Page –
Car c'était une fugue, une évasion, une disparition volontaire puisqu'on avait voulu l'effacer; il se retirait de sa propre initiative, programmant sa relégation. Banni, il choisissait son exil, c'était sa revanche. »
Joy Sorman, le Témoin (Flammarion, 2024), p.13
Ancien employé de Pôle Emploi, qu'il a dû quitter à cause d'un plan social entraînant des licenciements massifs, Bart choisit de ne pas réintégrer le monde du travail. Ayant toujours été « meilleur observateur qu'acteur » (p.95), ce fonctionnaire discret et un peu terne élit comme lieu de retraite le Palais de Justice de Paris, où il s'installe en clandestin, organisant son campement nocturne à l'intérieur du faux-plafond des toilettes, un havre qu'il partagera bientôt avec une minuscule souris… le jour, Bart parcourt les différents espaces du Palais, de la cafétéria à la salle des pas perdus où convergent tous les jours des milliers de personnes, jugés, jurés, ou professionnels de la Justice, et, surtout, notre « témoin » fréquente les différentes Cours, des chambres de comparution immédiate aux procès d'Assises.

Extrait de données –
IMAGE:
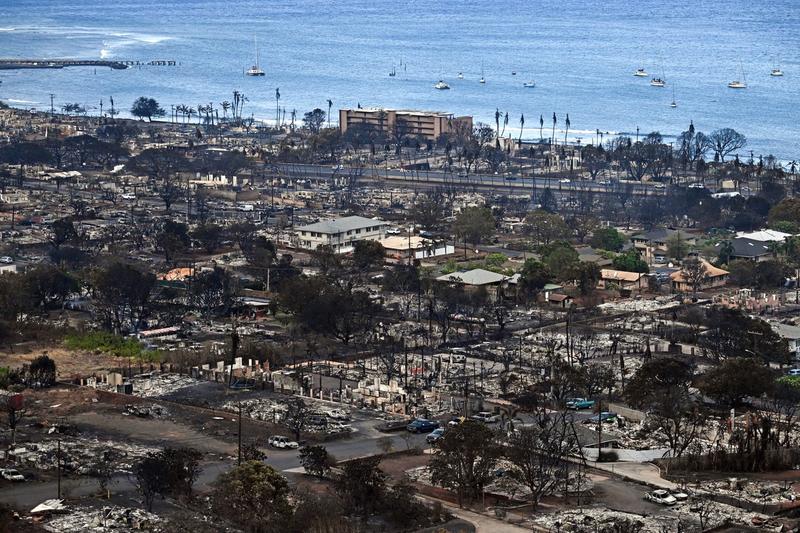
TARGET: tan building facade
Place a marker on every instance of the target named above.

Consigne – Selon la page, à quel endroit du Palais de Justice de Paris Bart organise-t-il son campement nocturne ? Répondez en une phrase, s'il vous plaît.

Réponse – Bart organise son campement nocturne à l'intérieur du faux-plafond des toilettes.